[Begin]

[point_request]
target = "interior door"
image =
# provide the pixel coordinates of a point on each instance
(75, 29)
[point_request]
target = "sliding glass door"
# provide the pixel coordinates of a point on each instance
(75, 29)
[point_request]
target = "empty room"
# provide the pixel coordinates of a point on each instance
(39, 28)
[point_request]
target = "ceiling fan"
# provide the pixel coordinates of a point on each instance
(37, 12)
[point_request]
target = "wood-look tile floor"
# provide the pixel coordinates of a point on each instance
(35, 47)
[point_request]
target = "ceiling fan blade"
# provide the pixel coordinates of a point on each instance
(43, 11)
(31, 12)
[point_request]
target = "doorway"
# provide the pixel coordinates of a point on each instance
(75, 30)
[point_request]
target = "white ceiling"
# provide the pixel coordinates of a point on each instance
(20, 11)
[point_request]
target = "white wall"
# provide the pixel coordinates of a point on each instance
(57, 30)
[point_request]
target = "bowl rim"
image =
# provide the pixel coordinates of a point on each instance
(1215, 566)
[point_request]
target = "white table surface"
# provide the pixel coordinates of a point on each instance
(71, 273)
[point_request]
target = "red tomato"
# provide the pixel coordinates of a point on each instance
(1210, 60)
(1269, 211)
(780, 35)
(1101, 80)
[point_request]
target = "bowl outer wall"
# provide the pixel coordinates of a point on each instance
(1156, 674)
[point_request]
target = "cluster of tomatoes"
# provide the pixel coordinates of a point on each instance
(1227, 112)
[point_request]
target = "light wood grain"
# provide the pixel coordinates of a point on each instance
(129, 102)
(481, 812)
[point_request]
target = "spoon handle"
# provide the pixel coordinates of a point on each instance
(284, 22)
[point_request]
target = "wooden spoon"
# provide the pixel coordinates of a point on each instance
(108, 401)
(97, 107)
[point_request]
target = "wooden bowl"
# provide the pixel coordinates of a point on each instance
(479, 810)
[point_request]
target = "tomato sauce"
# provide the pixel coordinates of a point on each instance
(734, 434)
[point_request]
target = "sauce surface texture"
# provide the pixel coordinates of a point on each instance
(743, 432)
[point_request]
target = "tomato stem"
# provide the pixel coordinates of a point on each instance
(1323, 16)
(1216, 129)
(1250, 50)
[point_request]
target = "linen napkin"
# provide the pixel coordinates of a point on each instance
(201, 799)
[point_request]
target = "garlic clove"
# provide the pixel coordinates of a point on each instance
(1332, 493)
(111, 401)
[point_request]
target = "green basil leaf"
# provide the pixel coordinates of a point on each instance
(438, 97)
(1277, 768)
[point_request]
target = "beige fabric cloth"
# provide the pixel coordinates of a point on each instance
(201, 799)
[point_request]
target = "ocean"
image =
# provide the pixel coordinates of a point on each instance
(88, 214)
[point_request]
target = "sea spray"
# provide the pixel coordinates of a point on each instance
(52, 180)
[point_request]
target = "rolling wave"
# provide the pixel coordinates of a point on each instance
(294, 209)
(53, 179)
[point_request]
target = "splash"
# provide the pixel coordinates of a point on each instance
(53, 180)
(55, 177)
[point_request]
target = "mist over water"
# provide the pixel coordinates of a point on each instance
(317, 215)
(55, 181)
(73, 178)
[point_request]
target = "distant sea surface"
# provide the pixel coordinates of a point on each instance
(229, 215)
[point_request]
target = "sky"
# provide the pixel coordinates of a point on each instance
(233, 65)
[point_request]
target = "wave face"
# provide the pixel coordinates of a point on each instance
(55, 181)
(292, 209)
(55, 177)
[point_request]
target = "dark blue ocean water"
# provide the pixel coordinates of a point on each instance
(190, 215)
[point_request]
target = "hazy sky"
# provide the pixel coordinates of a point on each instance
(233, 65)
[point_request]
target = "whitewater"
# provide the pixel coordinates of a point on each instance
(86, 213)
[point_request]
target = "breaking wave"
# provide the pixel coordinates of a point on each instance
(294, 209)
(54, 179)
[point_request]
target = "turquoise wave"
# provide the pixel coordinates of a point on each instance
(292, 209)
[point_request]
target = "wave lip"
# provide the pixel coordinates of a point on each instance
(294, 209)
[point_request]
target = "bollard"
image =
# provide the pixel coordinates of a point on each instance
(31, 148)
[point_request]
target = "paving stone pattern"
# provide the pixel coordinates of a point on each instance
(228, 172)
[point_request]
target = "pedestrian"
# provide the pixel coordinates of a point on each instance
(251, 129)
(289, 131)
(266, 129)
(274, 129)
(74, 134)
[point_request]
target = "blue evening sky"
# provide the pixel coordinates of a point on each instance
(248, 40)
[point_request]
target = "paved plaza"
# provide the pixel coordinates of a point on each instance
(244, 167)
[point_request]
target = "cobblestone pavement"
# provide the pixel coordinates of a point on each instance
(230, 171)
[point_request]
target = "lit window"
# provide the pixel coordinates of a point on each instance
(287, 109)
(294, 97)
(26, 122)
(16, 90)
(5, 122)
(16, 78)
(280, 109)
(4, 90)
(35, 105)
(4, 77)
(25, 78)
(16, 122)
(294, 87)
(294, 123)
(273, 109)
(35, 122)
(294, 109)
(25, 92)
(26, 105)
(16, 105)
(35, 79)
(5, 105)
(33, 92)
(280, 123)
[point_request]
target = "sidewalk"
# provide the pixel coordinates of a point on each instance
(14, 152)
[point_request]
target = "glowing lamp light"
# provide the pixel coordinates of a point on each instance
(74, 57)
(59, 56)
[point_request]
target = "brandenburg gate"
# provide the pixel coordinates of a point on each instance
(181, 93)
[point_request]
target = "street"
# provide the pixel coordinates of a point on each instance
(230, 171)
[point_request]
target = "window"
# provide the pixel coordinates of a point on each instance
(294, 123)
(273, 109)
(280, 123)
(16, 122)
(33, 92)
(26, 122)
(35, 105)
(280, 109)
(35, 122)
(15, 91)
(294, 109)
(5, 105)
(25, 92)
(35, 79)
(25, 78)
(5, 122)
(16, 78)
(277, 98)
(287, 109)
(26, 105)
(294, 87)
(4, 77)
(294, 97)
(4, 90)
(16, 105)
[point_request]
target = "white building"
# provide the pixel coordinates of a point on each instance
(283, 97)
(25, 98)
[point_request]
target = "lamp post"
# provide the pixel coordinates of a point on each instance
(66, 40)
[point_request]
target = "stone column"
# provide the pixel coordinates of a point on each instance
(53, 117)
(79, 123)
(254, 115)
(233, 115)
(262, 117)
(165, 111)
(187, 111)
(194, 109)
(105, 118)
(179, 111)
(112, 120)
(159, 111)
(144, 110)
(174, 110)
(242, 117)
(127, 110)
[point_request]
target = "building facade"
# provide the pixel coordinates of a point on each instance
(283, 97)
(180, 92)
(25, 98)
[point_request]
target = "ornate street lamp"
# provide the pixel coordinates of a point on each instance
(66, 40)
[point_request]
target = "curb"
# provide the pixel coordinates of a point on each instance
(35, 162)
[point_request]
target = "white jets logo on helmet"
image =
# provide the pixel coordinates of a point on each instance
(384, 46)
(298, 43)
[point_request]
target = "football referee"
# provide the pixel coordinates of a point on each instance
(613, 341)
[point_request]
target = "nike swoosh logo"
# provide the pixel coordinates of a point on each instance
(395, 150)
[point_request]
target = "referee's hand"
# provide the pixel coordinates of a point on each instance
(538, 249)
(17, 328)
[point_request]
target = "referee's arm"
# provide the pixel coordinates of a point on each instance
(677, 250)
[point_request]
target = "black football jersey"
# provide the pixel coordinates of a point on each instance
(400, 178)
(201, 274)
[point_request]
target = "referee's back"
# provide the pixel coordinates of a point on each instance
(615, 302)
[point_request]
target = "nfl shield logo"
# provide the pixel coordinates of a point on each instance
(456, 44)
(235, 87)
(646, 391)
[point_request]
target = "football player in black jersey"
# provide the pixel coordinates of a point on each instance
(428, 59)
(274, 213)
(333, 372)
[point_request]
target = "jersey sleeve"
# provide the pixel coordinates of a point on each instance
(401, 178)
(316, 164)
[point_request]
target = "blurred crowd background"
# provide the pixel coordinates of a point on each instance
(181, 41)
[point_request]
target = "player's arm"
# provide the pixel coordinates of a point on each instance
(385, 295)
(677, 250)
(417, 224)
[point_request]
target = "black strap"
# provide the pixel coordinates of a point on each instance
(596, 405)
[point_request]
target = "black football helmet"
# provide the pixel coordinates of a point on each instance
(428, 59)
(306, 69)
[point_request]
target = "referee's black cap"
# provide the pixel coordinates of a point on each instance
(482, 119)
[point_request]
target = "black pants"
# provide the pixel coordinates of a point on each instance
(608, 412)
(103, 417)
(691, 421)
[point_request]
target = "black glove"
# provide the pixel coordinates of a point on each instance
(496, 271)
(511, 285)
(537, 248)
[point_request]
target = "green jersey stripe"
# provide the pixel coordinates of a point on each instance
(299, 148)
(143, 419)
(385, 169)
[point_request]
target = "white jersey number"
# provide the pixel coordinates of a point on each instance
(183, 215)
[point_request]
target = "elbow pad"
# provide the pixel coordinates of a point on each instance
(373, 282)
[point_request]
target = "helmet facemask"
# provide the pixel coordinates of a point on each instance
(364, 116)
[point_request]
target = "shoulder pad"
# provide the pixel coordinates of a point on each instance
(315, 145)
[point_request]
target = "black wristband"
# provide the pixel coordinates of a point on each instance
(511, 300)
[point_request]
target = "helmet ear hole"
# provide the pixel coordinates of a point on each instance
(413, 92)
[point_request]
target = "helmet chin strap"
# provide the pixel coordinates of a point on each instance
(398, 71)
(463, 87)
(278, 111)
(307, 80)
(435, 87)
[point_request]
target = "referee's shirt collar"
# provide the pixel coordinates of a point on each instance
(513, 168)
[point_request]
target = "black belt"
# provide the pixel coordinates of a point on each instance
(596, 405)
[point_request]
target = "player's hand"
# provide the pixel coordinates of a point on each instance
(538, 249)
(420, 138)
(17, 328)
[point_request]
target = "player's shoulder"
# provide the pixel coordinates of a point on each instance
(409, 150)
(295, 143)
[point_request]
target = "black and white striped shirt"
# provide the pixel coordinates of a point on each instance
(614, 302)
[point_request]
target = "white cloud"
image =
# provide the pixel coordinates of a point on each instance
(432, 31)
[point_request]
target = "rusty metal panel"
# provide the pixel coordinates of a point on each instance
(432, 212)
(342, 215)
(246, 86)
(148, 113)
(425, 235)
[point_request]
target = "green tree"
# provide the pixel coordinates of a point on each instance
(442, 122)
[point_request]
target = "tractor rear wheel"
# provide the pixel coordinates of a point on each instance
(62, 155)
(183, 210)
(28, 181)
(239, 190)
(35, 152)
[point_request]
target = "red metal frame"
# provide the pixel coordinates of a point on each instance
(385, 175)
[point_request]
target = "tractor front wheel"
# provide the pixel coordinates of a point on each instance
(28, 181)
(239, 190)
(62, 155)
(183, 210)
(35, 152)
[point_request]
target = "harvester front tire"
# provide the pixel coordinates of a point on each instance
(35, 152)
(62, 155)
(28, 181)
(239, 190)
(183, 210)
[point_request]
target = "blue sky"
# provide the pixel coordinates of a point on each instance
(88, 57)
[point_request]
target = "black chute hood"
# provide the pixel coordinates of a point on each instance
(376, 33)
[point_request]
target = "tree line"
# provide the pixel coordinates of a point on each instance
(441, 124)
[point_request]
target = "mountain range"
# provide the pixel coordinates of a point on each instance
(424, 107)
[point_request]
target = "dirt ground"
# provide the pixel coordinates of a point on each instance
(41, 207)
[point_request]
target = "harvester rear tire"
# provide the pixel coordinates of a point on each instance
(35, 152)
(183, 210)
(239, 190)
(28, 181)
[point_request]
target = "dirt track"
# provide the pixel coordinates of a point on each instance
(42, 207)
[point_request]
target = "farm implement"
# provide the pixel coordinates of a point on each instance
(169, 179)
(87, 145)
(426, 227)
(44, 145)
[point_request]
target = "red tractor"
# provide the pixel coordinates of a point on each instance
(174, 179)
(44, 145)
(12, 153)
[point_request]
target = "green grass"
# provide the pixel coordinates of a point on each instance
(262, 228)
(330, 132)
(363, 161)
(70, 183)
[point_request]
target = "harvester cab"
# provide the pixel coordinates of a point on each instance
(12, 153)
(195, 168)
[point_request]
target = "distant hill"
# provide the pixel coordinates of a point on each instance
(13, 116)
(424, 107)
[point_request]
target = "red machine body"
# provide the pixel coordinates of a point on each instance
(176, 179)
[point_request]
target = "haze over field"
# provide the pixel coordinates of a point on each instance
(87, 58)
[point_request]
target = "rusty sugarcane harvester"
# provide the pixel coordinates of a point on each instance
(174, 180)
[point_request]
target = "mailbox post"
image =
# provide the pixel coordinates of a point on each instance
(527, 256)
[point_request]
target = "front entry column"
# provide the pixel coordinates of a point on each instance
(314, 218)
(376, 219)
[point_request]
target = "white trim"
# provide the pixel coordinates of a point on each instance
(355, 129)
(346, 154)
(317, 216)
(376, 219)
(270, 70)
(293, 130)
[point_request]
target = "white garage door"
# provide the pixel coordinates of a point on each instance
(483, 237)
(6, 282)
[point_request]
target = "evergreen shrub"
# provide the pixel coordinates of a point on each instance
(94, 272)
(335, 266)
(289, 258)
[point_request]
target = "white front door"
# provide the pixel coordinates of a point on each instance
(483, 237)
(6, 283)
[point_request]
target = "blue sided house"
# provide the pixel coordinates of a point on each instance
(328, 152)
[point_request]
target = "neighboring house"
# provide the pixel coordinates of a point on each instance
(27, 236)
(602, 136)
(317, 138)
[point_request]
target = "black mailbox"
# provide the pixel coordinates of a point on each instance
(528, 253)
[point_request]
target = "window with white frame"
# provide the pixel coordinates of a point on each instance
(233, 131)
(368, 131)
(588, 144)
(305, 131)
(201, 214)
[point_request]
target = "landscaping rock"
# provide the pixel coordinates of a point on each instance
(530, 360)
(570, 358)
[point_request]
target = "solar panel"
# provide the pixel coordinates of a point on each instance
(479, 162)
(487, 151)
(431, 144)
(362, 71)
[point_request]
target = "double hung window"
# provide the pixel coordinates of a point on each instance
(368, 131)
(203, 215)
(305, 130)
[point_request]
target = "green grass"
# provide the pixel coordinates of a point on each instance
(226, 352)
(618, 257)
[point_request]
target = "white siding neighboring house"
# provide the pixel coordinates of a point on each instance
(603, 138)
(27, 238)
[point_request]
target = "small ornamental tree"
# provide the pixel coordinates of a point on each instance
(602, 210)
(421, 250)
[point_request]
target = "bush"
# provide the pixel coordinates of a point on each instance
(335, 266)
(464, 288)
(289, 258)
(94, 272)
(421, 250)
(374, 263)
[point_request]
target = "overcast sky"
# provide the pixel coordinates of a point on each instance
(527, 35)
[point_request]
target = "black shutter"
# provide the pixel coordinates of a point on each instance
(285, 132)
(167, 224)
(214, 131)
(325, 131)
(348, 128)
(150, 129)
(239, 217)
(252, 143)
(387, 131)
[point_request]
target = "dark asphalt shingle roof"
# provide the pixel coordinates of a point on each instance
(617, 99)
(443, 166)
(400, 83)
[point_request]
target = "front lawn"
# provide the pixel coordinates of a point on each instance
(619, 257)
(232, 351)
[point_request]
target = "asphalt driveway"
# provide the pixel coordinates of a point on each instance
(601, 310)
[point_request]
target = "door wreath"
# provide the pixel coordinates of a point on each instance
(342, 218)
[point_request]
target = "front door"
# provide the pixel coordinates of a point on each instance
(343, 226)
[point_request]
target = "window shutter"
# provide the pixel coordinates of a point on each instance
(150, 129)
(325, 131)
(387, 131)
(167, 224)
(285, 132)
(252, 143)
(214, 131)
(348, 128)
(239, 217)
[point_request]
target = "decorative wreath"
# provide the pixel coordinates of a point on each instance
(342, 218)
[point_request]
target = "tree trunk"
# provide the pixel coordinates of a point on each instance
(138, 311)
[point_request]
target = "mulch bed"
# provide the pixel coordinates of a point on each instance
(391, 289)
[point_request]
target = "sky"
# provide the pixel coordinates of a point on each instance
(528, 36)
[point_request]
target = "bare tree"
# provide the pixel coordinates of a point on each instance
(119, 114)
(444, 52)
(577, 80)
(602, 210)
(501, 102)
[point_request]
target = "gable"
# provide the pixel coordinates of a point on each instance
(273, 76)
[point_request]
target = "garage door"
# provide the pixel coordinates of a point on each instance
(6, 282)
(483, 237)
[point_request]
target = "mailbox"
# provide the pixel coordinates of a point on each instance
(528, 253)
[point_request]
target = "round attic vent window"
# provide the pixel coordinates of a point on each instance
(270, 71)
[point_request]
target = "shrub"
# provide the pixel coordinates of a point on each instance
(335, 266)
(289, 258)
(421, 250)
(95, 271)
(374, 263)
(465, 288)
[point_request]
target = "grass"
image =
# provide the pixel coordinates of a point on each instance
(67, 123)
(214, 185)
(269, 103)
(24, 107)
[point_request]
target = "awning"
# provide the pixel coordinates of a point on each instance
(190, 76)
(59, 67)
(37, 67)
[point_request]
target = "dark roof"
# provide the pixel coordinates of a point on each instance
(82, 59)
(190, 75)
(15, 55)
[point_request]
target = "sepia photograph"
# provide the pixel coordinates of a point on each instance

[End]

WHAT IS ASKED
Please show each line of the listing above that contains the word "harvester".

ANSWER TO THIS PROBLEM
target = "harvester front tire"
target = "harvester rear tire"
target = "harvester cab"
target = "rusty sugarcane harvester"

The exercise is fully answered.